*What you need to do*
Please rewrite the items below, starting at the line that contains "Please trace the outline of every instance of the zipper" and ending at the line that contains "[[[256,169],[256,1],[149,3],[167,121],[157,169]]]". Change "bark" to "trunk" everywhere in them and leave everything else as it is.
--
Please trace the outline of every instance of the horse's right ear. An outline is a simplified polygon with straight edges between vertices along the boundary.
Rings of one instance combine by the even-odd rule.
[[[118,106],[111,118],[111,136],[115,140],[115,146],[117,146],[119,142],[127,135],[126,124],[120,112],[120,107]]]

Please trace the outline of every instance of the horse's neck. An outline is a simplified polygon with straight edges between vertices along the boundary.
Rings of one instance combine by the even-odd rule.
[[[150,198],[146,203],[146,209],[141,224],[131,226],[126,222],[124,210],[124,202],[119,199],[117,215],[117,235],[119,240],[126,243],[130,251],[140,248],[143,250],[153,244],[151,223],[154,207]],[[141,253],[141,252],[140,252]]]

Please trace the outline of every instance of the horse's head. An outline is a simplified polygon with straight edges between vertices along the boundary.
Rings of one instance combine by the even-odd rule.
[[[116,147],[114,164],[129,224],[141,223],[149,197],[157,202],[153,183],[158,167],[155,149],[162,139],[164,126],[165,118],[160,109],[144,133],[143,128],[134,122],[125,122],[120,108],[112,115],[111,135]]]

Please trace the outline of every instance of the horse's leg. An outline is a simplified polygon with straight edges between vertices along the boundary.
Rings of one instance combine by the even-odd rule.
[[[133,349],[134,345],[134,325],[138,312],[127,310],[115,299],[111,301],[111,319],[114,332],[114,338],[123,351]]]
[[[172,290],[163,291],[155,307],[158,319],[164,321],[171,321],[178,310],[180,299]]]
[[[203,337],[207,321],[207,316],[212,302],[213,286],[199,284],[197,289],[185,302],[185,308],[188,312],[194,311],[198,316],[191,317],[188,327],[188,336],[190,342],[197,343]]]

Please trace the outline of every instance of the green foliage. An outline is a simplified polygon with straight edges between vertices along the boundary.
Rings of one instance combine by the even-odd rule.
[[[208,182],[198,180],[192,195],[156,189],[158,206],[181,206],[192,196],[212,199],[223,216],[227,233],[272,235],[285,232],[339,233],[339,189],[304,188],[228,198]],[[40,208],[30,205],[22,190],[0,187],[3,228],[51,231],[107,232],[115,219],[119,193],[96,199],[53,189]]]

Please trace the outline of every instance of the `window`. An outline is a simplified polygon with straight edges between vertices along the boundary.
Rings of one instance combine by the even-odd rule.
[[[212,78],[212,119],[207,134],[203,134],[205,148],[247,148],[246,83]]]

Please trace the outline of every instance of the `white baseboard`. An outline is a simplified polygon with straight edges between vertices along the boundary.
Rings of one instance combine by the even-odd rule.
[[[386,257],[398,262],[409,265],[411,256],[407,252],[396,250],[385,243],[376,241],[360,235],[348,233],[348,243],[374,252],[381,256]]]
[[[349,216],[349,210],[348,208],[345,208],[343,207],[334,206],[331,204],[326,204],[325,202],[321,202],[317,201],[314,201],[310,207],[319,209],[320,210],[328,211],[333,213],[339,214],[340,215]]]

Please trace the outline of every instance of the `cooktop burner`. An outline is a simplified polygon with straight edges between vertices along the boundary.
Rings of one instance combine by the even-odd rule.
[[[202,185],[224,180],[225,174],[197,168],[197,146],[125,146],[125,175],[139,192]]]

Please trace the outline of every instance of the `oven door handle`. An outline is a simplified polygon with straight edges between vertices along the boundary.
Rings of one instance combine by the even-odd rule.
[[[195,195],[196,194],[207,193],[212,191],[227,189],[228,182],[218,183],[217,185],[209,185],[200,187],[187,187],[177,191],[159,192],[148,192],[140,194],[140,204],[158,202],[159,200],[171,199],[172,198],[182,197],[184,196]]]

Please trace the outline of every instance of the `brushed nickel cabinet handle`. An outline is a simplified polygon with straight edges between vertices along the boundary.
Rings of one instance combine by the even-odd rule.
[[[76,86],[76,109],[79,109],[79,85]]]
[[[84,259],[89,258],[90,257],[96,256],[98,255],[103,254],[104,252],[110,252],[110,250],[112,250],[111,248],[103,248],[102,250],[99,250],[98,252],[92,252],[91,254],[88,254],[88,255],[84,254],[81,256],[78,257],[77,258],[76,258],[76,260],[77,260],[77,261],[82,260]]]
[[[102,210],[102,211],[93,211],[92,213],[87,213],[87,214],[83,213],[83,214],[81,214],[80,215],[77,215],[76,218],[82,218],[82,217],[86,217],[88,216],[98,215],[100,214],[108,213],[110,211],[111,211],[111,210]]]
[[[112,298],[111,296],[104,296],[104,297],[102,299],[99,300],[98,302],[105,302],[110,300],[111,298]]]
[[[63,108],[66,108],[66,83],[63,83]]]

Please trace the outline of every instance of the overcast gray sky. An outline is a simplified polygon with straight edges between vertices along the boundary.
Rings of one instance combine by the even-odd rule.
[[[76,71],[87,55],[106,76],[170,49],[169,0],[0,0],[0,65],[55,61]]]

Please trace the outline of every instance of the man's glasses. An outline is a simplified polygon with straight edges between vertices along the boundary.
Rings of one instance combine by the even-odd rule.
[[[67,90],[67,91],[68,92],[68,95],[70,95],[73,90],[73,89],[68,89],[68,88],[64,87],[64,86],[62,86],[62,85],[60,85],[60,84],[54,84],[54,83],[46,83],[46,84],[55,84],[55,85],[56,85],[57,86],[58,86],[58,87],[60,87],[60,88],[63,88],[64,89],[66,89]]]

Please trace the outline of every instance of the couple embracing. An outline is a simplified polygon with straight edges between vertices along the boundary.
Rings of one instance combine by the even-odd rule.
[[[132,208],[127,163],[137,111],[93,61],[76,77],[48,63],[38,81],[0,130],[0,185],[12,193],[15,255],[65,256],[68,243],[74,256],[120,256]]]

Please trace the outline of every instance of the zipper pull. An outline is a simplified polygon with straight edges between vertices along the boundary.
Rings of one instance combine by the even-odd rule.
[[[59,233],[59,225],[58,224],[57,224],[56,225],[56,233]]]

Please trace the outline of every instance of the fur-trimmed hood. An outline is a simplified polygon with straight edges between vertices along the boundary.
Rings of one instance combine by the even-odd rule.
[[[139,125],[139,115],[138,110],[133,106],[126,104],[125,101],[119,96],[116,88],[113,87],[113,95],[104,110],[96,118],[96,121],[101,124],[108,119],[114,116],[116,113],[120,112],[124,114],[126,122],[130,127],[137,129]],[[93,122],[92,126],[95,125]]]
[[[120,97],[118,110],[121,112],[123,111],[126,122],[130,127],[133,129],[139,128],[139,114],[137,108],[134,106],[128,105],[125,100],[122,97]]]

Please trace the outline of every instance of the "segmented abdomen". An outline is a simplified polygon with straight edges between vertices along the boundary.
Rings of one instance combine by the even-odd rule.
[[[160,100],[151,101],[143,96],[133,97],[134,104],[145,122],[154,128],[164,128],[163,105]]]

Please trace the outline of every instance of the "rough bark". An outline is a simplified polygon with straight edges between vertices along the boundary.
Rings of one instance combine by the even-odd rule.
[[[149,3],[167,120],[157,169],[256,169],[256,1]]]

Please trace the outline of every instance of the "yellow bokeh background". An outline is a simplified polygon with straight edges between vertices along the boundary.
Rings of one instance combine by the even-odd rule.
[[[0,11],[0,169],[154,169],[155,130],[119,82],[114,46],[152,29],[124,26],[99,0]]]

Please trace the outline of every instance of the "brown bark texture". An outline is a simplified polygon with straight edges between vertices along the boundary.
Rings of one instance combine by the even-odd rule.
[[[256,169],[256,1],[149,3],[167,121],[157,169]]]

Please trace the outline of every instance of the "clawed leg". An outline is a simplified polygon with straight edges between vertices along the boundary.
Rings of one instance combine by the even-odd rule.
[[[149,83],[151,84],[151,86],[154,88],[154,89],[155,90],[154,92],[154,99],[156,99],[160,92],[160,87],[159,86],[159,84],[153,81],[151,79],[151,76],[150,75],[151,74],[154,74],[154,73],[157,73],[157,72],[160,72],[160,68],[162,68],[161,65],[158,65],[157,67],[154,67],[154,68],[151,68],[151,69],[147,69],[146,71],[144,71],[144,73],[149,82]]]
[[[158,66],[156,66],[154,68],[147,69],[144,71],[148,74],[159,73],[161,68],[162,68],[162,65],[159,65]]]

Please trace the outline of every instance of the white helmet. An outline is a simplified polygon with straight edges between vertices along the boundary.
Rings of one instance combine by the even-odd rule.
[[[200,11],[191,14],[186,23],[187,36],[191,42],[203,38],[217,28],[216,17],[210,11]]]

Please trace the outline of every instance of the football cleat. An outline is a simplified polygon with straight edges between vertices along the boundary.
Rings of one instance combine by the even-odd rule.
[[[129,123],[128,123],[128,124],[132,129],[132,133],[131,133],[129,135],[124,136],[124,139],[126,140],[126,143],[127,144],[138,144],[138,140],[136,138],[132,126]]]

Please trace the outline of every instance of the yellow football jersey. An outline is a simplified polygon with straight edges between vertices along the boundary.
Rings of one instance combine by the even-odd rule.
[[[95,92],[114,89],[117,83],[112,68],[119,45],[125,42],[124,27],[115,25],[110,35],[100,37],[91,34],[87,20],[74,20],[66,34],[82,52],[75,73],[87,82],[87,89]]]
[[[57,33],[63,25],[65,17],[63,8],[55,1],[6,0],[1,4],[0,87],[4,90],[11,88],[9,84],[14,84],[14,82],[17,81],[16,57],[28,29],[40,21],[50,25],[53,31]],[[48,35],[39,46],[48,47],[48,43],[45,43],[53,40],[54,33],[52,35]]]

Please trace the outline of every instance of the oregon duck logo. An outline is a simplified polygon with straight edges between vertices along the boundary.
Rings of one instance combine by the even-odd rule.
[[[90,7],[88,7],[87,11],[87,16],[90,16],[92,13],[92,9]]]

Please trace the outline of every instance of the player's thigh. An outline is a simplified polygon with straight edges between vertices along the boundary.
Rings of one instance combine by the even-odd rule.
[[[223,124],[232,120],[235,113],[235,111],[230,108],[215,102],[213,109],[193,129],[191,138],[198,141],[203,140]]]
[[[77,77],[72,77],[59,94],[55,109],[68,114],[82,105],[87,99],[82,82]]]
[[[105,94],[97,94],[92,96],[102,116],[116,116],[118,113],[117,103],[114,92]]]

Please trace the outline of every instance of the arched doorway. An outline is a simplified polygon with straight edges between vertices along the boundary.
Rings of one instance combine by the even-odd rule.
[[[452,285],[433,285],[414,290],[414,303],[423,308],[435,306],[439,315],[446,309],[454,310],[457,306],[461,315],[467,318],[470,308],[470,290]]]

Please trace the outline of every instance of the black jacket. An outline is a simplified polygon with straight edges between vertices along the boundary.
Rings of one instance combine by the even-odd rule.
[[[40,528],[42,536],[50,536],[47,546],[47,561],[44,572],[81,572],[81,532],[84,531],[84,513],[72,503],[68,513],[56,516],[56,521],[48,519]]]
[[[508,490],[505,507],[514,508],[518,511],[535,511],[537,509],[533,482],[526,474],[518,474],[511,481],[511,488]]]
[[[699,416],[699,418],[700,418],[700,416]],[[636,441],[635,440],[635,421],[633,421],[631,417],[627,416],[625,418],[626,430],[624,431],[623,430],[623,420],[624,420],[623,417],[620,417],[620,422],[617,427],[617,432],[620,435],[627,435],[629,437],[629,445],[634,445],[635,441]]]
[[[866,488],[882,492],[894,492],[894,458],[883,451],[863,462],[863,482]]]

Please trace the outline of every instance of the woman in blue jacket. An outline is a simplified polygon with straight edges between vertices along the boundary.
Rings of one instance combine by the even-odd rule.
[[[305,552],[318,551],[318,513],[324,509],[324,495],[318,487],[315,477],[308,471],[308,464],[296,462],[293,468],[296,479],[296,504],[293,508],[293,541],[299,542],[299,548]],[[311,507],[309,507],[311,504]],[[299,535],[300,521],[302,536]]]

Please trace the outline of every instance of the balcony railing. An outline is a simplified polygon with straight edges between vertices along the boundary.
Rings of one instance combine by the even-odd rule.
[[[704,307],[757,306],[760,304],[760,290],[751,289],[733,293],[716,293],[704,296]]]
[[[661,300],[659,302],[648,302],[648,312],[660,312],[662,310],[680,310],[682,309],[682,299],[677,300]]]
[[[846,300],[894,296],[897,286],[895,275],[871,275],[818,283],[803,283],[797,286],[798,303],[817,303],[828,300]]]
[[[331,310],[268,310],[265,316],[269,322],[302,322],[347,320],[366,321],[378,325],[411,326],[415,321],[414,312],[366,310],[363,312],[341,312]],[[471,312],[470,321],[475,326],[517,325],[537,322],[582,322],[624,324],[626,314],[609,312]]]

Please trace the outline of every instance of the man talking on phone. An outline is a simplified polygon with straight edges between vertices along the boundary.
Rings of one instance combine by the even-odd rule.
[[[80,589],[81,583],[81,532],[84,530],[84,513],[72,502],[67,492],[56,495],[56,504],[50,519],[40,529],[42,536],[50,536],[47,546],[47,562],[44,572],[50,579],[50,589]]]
--
*Task output*
Please trace the outline of every instance of the zipper pull. An outline is a simplified polygon with straight edges between vertices along the boundary.
Rings of one instance combine by the even-odd rule.
[[[59,233],[59,225],[58,224],[57,224],[56,225],[56,233]]]

Please trace the outline of every instance of the fur-trimmed hood. An outline is a simplified polygon with straight edges between vertices along the boundary.
Rings of one instance combine by the even-odd rule.
[[[139,125],[139,115],[138,110],[133,106],[126,104],[125,101],[119,96],[116,88],[113,87],[113,95],[104,110],[96,118],[96,121],[101,124],[108,119],[114,116],[116,113],[120,112],[124,114],[126,122],[130,127],[137,129]],[[93,122],[92,126],[95,125]]]
[[[120,97],[118,110],[121,112],[123,111],[126,122],[130,127],[133,129],[139,128],[139,114],[137,108],[134,106],[128,105],[125,100],[122,97]]]

Please trace the outline of every instance of the "segmented abdomen". An outline is a simplified polygon with straight edges between vertices along the boundary.
Rings of one instance combine by the even-odd rule.
[[[160,100],[151,101],[143,96],[133,97],[134,104],[145,122],[154,128],[164,128],[163,105]]]

Please trace the outline of every instance of the "rough trunk". An outline is a simplified polygon with straight edges between vertices along the boundary.
Rings of one instance combine by the even-odd rule.
[[[149,3],[167,120],[157,169],[256,169],[256,1]]]

Please trace the outline of every instance of the "yellow bokeh background". An outline is a simplified polygon with straight edges between vertices along the boundary.
Rings of one instance combine by the even-odd rule.
[[[0,11],[0,169],[154,169],[155,130],[119,82],[114,46],[152,29],[124,26],[99,0]]]

Please trace the outline of every instance of the "brown trunk texture". An outline is a simplified polygon with straight edges between vertices along the boundary.
Rings of one instance combine by the even-odd rule.
[[[256,169],[256,1],[149,3],[167,121],[157,169]]]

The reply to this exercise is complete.